Istruzioni del compito:
Individua e copia tutte le righe dell'elenco che contengono la stringa "item", rispettando maiuscole e minuscole.
_ _ _ _ _ _ _
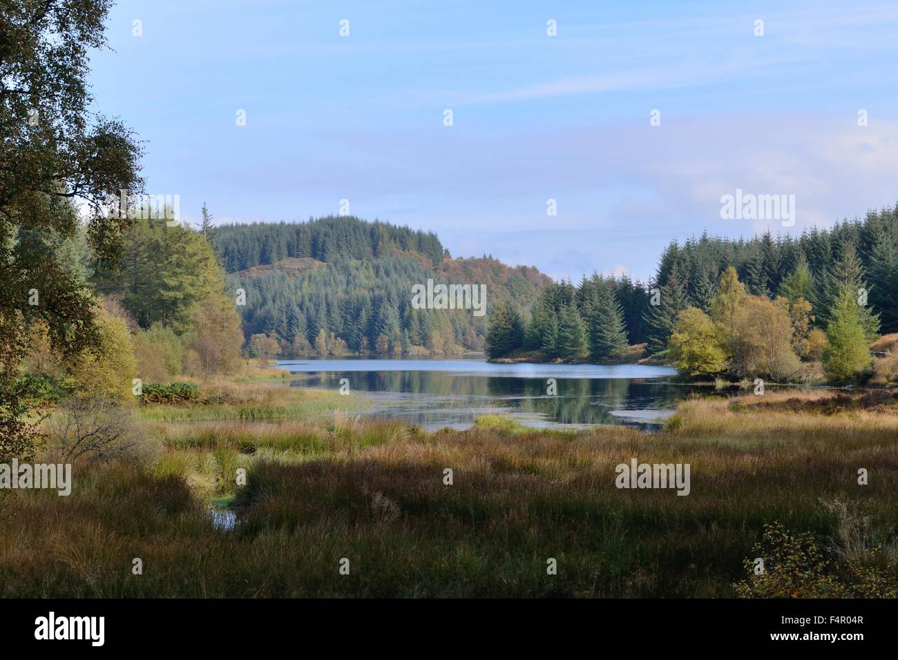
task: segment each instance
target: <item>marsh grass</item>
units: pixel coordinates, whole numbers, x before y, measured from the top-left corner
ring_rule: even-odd
[[[433,434],[351,417],[171,425],[152,468],[85,465],[69,497],[8,495],[0,594],[733,596],[770,521],[819,539],[834,571],[894,552],[898,416],[744,399],[687,401],[651,436],[498,418]],[[690,463],[691,494],[619,490],[632,457]],[[233,531],[212,526],[210,498],[237,512]]]

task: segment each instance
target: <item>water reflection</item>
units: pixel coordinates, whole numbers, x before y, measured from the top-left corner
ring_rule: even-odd
[[[485,360],[282,361],[291,385],[350,391],[374,400],[359,414],[401,418],[427,429],[467,428],[476,415],[504,413],[534,427],[594,424],[651,429],[691,388],[670,383],[668,367],[638,365],[491,365]],[[547,394],[554,378],[557,395]]]

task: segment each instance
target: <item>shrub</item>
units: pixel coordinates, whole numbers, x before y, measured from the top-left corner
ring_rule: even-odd
[[[196,403],[201,400],[199,386],[195,383],[150,383],[144,385],[144,403]]]
[[[48,447],[70,461],[142,453],[145,438],[133,414],[101,399],[69,399],[48,425]]]
[[[680,312],[667,342],[667,357],[690,375],[713,375],[726,368],[721,331],[708,314],[696,307]]]
[[[856,515],[846,522],[844,504],[827,506],[837,514],[835,547],[848,558],[842,570],[827,559],[810,532],[793,534],[779,522],[764,525],[761,541],[746,559],[748,578],[735,585],[741,598],[895,598],[898,556],[881,547],[866,550],[866,520]],[[756,558],[763,571],[755,572]]]

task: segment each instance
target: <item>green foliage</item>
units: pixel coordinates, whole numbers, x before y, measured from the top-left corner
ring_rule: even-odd
[[[695,307],[680,312],[667,346],[670,364],[690,375],[714,375],[726,369],[723,332],[708,314]]]
[[[96,209],[108,195],[142,185],[130,132],[89,107],[89,57],[105,45],[108,10],[106,0],[47,0],[4,2],[0,12],[2,455],[29,452],[39,439],[24,421],[27,389],[18,380],[33,326],[46,324],[54,351],[66,356],[99,340],[96,301],[61,253],[78,230],[70,199],[78,195]],[[115,260],[127,223],[90,217],[87,236],[99,260]],[[30,304],[35,292],[40,302]]]
[[[161,218],[135,222],[127,233],[122,268],[98,275],[101,291],[119,293],[141,328],[154,323],[176,334],[192,325],[194,307],[221,295],[224,280],[202,233]]]
[[[431,232],[346,216],[307,223],[224,224],[216,228],[215,240],[229,273],[270,265],[286,257],[330,262],[340,258],[368,260],[407,251],[424,255],[436,266],[444,255],[442,243]]]
[[[689,304],[686,295],[686,285],[680,277],[679,266],[674,263],[666,277],[665,284],[656,283],[653,288],[657,289],[657,304],[650,304],[646,319],[649,325],[648,346],[646,350],[649,355],[660,355],[667,348],[667,340],[674,331],[674,324],[677,316]]]
[[[852,294],[847,288],[842,290],[826,325],[829,345],[823,350],[823,370],[831,381],[856,379],[872,362],[861,321],[862,308]]]
[[[744,566],[748,577],[735,585],[740,598],[898,597],[894,555],[885,558],[877,547],[840,567],[826,559],[813,534],[794,534],[779,521],[764,525]]]
[[[233,251],[234,244],[269,240],[260,238],[268,236],[269,230],[278,236],[283,232],[313,232],[316,245],[334,242],[346,247],[329,254],[327,262],[290,256],[273,268],[250,268],[232,275],[229,288],[246,290],[247,304],[240,308],[244,337],[273,338],[281,346],[281,355],[328,355],[334,350],[443,354],[461,350],[459,347],[482,350],[492,312],[500,304],[518,311],[529,308],[541,287],[550,281],[535,268],[509,268],[488,257],[444,259],[435,268],[420,253],[401,249],[402,244],[419,245],[421,241],[427,244],[429,234],[413,241],[412,234],[402,238],[403,232],[410,230],[394,228],[398,233],[390,239],[386,226],[392,225],[324,218],[283,228],[275,224],[217,228],[221,231],[216,240],[225,253]],[[350,241],[349,236],[356,238]],[[373,243],[372,236],[381,238]],[[356,245],[356,240],[361,242]],[[349,243],[356,247],[350,249]],[[274,253],[280,255],[277,251]],[[474,316],[471,310],[414,308],[412,286],[428,279],[435,285],[485,286],[487,316]]]
[[[617,360],[627,355],[627,328],[623,309],[612,286],[596,292],[589,319],[589,356],[595,362]]]
[[[828,574],[823,558],[809,532],[792,534],[782,523],[764,525],[761,541],[745,559],[748,578],[736,585],[742,598],[841,598],[844,585]],[[755,559],[763,560],[763,572],[755,573]],[[757,565],[760,566],[760,565]]]
[[[72,359],[69,383],[75,394],[119,403],[134,395],[136,363],[125,321],[105,310],[97,316],[100,340]]]
[[[184,347],[171,328],[157,321],[138,328],[132,338],[137,373],[145,381],[163,381],[180,375]]]
[[[520,312],[506,304],[497,305],[487,330],[487,356],[500,357],[523,345],[524,327]]]
[[[582,360],[589,354],[586,324],[574,305],[562,308],[559,319],[559,356],[565,360]]]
_ _ _ _ _ _ _
Risultato esercizio:
target: <item>marsh grass</item>
target: <item>water reflection</item>
target: <item>shrub</item>
target: <item>green foliage</item>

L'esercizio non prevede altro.